[Natural-language object grounding data]
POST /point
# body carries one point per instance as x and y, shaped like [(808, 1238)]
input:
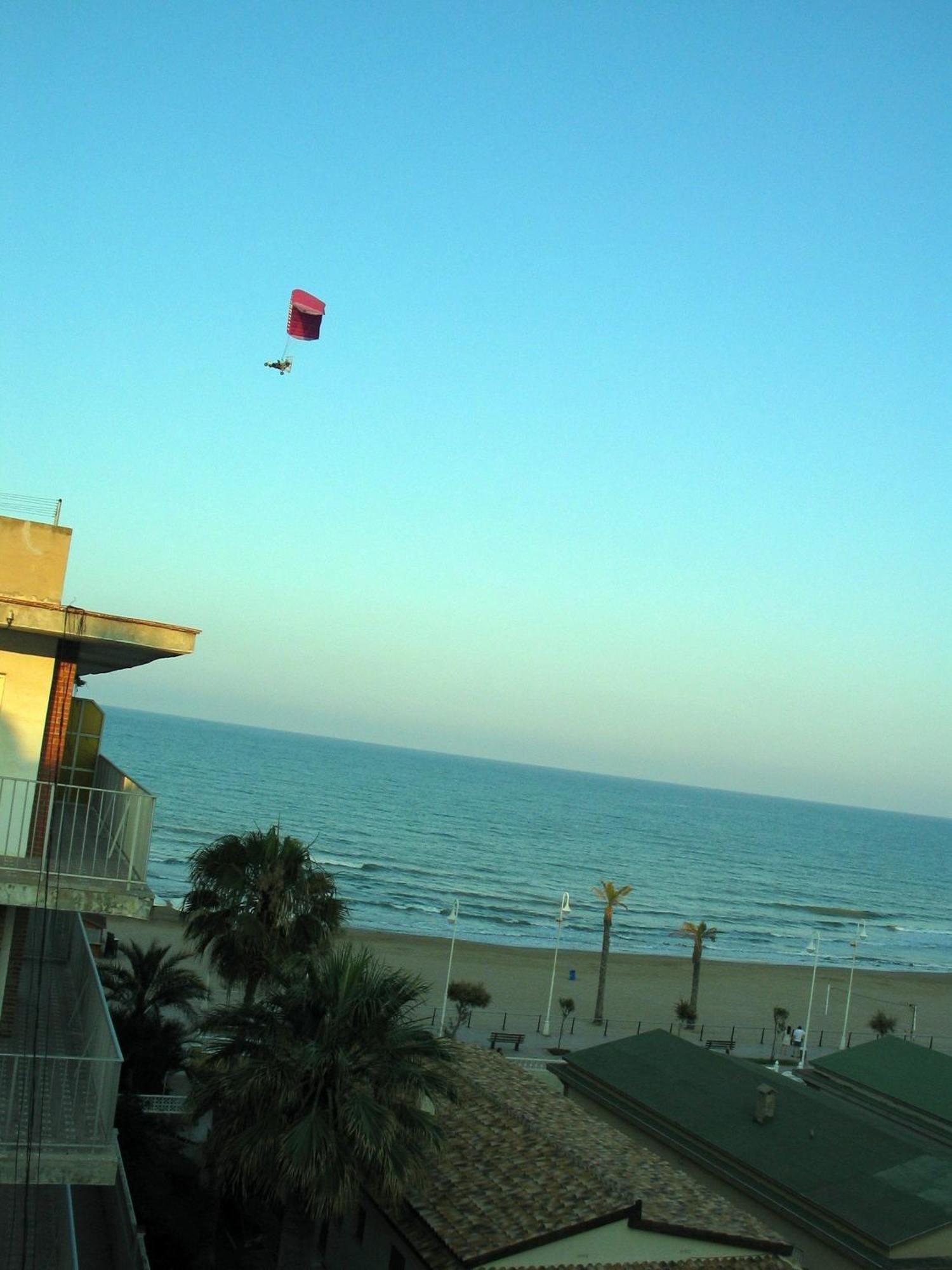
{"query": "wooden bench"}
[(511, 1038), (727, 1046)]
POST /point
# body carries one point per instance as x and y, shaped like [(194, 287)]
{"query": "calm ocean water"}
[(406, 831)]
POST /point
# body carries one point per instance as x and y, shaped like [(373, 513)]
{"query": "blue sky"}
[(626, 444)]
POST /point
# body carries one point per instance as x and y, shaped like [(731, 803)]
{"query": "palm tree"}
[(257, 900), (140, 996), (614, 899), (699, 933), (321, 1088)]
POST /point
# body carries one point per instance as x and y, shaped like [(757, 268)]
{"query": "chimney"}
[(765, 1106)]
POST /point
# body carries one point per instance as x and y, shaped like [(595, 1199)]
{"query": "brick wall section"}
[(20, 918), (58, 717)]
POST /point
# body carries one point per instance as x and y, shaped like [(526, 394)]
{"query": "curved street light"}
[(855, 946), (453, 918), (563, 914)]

...

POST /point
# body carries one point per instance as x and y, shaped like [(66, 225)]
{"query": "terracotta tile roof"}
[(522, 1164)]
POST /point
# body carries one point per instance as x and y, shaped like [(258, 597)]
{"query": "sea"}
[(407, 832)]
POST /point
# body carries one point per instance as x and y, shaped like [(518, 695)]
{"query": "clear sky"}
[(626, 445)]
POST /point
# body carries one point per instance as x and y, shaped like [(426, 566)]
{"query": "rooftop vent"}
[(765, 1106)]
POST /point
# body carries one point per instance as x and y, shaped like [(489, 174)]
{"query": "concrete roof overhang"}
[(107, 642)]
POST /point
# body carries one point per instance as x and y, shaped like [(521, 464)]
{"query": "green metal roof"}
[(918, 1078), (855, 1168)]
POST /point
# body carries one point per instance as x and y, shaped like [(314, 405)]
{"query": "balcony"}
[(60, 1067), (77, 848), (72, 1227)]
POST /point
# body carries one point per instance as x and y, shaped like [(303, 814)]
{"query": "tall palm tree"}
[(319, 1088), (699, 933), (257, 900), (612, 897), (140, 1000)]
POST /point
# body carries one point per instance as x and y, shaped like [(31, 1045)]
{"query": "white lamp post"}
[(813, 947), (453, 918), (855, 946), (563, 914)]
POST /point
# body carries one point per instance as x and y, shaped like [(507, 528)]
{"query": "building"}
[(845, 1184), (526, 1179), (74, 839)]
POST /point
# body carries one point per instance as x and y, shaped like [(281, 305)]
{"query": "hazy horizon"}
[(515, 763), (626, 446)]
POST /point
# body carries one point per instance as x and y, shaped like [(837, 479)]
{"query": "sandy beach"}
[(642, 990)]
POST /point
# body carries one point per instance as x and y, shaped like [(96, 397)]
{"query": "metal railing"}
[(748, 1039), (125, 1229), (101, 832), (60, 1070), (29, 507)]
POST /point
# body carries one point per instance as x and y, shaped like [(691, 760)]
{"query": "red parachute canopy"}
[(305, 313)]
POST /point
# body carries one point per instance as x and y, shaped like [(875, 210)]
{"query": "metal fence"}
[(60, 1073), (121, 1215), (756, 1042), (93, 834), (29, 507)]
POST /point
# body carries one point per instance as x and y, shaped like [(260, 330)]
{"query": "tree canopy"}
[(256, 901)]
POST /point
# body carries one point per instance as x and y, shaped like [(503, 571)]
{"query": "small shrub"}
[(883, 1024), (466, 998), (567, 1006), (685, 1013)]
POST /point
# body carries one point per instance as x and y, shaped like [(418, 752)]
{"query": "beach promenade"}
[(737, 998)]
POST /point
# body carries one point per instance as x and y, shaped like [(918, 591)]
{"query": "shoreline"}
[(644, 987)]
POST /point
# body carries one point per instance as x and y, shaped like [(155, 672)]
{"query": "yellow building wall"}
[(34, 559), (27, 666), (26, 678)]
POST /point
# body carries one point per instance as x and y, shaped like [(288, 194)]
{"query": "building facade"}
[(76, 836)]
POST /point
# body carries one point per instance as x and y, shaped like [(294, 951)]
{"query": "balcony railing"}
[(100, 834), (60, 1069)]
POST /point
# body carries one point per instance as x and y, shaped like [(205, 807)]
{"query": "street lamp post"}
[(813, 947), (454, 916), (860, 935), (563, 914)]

--

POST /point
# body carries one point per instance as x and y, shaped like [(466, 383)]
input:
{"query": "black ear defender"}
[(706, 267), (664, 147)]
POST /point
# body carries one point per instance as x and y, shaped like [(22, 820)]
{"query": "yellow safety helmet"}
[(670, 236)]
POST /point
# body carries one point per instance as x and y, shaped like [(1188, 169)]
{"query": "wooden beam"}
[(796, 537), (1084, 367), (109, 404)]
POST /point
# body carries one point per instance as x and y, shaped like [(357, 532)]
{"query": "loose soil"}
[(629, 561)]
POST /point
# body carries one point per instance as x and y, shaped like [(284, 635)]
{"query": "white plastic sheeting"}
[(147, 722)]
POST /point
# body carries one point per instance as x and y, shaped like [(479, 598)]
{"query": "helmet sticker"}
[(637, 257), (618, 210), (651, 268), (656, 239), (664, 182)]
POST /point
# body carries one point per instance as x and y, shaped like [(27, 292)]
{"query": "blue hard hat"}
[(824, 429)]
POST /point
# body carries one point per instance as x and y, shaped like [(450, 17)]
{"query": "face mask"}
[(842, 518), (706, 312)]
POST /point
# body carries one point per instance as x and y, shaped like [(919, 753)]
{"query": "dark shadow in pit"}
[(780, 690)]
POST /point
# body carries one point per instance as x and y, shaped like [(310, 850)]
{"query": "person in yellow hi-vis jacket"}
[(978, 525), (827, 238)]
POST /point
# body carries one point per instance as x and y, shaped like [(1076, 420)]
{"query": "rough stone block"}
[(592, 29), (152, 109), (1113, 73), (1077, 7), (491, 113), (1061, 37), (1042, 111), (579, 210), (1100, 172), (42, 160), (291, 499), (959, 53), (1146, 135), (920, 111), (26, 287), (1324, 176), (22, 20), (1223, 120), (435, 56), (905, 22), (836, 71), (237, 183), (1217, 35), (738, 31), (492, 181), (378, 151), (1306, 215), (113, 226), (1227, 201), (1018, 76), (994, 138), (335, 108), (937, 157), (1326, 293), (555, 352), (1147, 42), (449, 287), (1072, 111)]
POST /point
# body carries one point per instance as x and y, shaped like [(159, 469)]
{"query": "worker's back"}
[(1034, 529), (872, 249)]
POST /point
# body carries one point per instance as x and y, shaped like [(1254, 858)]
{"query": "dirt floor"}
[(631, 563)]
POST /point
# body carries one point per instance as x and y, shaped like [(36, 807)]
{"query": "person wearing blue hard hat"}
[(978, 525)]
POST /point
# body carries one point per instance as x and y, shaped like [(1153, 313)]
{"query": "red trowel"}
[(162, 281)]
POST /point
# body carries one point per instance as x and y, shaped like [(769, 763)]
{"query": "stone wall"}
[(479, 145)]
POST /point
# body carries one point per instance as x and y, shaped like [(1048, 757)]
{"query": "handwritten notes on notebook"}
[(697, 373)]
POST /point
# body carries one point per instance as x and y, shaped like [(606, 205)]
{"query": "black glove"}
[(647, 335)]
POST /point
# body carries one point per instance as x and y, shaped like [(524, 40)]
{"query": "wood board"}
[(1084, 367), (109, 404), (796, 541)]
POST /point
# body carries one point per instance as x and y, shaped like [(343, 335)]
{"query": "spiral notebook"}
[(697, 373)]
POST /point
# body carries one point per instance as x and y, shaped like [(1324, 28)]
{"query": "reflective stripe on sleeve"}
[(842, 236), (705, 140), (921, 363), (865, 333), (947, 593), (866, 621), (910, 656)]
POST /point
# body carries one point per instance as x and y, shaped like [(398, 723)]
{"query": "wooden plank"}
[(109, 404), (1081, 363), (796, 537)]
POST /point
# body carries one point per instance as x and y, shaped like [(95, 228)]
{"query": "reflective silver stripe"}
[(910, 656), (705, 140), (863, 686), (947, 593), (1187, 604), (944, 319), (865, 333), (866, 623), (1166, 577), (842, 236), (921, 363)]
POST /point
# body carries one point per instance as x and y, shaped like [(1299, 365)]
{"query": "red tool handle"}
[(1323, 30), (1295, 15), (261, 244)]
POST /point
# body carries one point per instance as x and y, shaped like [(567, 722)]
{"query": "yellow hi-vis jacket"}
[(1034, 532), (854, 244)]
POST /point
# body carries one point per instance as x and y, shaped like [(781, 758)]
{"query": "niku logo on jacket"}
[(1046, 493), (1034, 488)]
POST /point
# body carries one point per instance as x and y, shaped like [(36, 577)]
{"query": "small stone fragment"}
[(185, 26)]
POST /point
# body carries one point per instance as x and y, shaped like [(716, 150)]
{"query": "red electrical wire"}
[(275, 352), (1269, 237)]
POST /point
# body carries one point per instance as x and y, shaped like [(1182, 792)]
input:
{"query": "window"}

WHAT THE EXERCISE ASKS.
Write down, word for word, the lines above from the one containing "like [(1153, 313)]" through the one containing "like [(343, 335)]", both ends included.

WRITTEN ANSWER.
# body carries one point per instance as x and y, shaped like [(1153, 313)]
{"query": "red trowel"}
[(162, 281)]
POST /point
# body carries one point per instance as x and y, shaped like [(769, 763)]
{"query": "stone wall"}
[(479, 145)]
POST /point
# body carries one point per instance as x and y, shaped like [(1048, 757)]
{"query": "handwritten notes on notebook"}
[(697, 373)]
POST /point
# body carries one point per instance as x and y, shaped like [(606, 205)]
{"query": "black glove"}
[(647, 335)]
POST /point
# body carries one point per instance as x and y, shaped like [(524, 40)]
{"query": "wood board"}
[(1084, 367), (109, 404), (796, 541)]
POST /point
# body carries one point per instance as x and y, shaped like [(343, 335)]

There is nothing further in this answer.